# Let’s see your GSD in scenic places



## Trix (Jun 22, 2017)

I posted a few pics in another thread and thought it’s be fun to see some pics of everyone’s GSD’s in scenic places. 

We picked up our male GSD Neo at 8.5 weeks. About a month later we left on a 2 month, 8000 mile trip through the US and Canada. We started in Columbia SC > northern peninsula MI, WI, IA, Black Hills, Banff/Jasper Canada, Yellowstone, Grand Tetons, down through the continental divide to Ouray, CO, Grand Canyon, then stopped in Phoenix. Here’s some pics of Neo on the trip: 
































































Sent from my iPhone using Tapatalk


----------



## konathegsd (Dec 3, 2016)

Not very scenic lol


----------



## car2ner (Apr 9, 2014)

what a well traveled pup!


----------



## ksotto333 (Aug 3, 2011)

Sounds and looks like a wonderful trip.


----------



## Jenny720 (Nov 21, 2014)

Beautiful photos and pup! Looks like a grand adventure! Romp through the pines. Luna checking out the pole in the bay. moonlight beach walks. The ocean was like a milk shake one day lots of foaming bubbles!


----------



## cloudpump (Oct 20, 2015)




----------



## cdwoodcox (Jul 4, 2015)

A couple of Athena and Apollo in the mountains.


----------



## cdwoodcox (Jul 4, 2015)

Forgot these.


----------



## car2ner (Apr 9, 2014)

https://flic.kr/p/XEemtS

We take our dogs all kinds of places.

▶ **Things to do**:
a. In the thread, translate this sentence into Spanish: "About a month later we left on a 2 month, 8000 mile trip through the US and Canada."
b. Quote the thread from "Sounds and looks" up to and including "of foaming bubbles!".

▶ **Entries shown**:
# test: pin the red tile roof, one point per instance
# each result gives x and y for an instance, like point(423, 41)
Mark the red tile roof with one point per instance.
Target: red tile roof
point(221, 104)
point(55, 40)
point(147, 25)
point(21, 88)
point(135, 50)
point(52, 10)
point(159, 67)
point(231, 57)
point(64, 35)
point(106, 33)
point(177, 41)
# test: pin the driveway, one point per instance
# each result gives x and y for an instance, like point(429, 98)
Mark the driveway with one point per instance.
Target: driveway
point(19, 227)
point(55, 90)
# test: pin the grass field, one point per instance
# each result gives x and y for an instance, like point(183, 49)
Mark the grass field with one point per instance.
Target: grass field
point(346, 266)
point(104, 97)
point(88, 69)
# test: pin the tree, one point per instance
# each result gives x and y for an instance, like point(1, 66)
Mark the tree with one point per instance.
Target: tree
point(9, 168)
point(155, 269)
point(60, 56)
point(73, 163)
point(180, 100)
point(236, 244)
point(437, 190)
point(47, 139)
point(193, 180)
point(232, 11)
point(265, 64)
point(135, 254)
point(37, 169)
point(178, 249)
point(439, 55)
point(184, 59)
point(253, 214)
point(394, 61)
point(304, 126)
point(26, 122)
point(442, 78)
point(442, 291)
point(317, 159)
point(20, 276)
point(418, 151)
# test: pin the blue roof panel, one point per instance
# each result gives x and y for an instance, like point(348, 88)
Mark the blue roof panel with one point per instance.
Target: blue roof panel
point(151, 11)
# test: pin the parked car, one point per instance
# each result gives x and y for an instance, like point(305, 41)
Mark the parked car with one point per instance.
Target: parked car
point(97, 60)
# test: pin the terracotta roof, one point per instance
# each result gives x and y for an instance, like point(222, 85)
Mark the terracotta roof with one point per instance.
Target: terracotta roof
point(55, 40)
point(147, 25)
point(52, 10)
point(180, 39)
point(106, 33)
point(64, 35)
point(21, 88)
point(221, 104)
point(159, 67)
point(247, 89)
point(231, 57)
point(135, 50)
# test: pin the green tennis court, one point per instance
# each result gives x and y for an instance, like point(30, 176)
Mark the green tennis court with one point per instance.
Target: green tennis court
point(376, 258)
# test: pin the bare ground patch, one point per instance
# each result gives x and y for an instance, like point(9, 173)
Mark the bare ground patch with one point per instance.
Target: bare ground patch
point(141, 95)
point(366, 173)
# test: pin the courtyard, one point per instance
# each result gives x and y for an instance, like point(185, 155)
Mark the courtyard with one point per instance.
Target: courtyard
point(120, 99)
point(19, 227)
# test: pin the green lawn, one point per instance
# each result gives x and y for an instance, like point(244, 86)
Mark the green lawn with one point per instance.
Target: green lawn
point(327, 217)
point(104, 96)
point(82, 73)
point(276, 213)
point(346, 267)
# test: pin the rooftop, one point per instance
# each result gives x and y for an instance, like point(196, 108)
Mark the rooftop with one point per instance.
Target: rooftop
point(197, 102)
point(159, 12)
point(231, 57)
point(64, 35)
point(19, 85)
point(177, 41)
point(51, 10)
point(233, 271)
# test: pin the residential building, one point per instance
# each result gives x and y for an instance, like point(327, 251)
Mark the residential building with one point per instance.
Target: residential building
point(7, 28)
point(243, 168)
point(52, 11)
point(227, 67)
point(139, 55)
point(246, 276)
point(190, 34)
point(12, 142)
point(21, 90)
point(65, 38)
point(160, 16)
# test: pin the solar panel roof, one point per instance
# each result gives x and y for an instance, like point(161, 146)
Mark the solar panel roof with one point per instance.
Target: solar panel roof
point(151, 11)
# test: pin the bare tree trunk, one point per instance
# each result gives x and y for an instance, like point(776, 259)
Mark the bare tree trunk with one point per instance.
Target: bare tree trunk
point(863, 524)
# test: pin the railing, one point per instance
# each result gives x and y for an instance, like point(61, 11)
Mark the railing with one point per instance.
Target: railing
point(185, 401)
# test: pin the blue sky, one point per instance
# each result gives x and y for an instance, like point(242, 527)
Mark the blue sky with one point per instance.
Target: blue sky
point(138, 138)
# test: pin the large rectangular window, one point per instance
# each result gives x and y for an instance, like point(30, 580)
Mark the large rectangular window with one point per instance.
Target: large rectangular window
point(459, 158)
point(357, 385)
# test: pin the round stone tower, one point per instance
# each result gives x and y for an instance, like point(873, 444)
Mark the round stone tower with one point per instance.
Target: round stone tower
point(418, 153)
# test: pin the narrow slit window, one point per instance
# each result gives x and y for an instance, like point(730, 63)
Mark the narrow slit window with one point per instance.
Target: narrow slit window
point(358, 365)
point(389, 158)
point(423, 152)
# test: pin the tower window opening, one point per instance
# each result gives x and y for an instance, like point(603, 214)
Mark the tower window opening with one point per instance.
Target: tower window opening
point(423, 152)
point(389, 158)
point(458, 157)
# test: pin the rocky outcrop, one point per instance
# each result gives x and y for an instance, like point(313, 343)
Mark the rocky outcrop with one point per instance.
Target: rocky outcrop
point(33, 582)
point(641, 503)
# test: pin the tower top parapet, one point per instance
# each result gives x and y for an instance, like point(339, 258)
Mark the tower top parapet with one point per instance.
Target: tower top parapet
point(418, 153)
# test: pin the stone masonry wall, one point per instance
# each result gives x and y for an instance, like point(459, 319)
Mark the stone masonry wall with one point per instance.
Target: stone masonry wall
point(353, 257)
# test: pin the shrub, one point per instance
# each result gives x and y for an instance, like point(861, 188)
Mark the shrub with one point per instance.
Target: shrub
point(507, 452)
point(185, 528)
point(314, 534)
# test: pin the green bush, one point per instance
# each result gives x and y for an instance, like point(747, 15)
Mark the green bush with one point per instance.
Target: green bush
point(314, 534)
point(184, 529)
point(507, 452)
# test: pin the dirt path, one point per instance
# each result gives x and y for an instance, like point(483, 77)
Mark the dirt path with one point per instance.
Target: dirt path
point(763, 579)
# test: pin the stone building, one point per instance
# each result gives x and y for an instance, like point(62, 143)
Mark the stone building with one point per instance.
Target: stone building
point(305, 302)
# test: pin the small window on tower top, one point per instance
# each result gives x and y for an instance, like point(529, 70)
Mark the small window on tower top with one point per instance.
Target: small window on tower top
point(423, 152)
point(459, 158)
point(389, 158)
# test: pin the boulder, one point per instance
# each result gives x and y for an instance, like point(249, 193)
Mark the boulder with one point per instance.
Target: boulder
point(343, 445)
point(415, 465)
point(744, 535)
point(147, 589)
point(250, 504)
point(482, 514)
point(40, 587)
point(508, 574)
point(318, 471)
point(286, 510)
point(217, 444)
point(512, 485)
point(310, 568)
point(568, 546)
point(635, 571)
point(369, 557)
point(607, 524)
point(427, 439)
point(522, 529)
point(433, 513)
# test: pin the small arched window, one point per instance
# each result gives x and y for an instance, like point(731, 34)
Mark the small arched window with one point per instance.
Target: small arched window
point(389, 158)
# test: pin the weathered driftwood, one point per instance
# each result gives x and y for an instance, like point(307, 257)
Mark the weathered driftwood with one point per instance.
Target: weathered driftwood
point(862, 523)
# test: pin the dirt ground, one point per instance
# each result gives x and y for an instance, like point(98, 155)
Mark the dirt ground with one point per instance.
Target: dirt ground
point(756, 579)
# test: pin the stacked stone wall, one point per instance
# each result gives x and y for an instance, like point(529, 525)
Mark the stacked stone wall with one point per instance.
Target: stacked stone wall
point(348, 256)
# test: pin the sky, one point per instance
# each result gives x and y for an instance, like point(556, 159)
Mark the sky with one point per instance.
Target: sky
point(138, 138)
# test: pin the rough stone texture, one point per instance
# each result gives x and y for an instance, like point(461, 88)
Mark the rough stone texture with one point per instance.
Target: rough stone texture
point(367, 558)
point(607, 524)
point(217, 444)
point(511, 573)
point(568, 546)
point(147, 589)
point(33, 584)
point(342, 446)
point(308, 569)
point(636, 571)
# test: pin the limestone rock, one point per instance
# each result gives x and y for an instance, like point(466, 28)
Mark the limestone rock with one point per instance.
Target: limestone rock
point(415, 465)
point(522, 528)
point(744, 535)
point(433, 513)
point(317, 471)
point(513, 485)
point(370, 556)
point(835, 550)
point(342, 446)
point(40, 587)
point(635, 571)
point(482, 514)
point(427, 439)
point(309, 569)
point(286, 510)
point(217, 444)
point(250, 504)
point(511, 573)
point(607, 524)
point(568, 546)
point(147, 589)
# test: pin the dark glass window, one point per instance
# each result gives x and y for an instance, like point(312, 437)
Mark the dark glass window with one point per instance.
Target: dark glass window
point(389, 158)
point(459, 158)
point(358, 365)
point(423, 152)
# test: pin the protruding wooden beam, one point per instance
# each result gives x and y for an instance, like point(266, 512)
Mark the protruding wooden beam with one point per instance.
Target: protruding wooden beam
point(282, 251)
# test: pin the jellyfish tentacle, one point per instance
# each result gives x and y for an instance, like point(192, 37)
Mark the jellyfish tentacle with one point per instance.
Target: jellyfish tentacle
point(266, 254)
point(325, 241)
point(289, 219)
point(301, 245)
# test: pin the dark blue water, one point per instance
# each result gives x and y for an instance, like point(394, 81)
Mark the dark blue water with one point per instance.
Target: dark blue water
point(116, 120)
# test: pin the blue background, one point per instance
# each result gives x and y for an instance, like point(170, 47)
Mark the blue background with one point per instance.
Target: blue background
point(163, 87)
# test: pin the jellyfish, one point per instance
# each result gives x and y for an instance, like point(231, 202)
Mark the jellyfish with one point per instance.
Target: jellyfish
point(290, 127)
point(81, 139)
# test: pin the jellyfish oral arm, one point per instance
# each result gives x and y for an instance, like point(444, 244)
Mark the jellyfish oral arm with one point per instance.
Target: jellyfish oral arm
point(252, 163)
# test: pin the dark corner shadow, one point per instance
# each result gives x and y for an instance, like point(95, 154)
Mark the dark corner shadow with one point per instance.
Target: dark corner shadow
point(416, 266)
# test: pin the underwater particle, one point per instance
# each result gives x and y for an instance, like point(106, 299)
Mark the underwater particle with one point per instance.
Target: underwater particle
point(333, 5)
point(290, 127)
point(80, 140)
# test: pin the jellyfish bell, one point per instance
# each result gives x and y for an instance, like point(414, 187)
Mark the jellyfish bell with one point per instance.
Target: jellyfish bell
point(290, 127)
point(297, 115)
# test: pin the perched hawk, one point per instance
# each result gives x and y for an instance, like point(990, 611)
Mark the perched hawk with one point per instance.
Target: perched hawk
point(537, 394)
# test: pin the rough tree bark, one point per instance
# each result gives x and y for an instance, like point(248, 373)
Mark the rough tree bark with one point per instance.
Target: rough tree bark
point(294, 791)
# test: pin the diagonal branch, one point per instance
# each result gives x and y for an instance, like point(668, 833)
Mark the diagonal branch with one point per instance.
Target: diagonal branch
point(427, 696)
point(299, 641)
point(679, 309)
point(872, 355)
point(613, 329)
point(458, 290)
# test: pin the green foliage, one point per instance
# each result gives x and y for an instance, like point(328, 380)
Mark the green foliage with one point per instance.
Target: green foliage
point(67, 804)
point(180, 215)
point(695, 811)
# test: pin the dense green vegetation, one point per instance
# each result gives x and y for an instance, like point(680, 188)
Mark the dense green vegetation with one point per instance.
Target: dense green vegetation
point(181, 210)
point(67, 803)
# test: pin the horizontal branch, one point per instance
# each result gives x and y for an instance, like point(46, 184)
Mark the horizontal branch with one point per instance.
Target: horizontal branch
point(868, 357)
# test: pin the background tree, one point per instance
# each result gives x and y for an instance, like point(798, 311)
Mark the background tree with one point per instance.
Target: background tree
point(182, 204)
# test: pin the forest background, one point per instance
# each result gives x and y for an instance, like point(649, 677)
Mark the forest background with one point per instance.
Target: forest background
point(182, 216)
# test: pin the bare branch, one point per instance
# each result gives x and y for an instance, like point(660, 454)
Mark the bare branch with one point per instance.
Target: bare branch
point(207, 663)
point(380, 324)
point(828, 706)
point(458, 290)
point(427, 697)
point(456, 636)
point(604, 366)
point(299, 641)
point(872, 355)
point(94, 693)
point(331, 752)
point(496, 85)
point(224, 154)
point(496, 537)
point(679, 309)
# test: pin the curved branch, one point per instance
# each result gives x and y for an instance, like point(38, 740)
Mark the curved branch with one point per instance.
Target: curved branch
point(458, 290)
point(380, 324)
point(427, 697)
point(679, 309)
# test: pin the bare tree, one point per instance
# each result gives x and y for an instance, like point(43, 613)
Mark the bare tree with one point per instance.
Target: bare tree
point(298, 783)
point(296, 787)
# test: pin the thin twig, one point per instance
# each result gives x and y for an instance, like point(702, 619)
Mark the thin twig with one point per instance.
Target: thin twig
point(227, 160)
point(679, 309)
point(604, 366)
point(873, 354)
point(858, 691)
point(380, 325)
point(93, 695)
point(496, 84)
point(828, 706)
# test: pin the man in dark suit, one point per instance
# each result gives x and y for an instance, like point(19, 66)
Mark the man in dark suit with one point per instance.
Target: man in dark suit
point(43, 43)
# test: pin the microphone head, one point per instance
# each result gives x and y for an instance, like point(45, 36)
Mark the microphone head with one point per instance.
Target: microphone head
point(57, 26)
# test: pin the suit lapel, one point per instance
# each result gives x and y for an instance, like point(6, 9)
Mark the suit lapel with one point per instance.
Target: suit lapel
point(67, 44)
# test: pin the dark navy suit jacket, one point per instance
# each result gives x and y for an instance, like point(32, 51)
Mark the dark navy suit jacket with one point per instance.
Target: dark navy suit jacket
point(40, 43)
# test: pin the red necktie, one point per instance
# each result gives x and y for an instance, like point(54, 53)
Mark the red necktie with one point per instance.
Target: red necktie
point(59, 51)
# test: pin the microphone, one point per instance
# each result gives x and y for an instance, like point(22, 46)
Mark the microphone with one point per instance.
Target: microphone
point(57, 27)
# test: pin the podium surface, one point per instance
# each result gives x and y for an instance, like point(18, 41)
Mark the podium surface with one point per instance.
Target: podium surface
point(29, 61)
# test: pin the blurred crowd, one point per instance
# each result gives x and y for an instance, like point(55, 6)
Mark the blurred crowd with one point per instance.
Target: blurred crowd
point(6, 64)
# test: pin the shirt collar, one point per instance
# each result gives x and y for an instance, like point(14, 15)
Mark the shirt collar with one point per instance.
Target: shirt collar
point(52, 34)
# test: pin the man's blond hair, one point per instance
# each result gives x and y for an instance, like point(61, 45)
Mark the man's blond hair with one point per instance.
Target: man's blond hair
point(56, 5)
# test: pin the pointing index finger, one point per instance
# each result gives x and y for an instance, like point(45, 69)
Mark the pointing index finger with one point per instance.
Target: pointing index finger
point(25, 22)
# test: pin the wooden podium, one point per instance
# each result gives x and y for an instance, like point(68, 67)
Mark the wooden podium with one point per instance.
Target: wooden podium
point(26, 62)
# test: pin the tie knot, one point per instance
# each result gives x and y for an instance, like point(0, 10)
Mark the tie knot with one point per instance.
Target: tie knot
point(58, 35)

▶ **Exercise responses**:
a. Aproximadamente un mes después partimos en un viaje de 2 meses y 8000 millas por Estados Unidos y Canadá.

b.
Sounds and looks like a wonderful trip.


----------



## Jenny720 (Nov 21, 2014)

Beautiful photos and pup! Looks like a grand adventure! Romp through the pines. Luna checking out the pole in the bay. moonlight beach walks. The ocean was like a milk shake one day lots of foaming bubbles!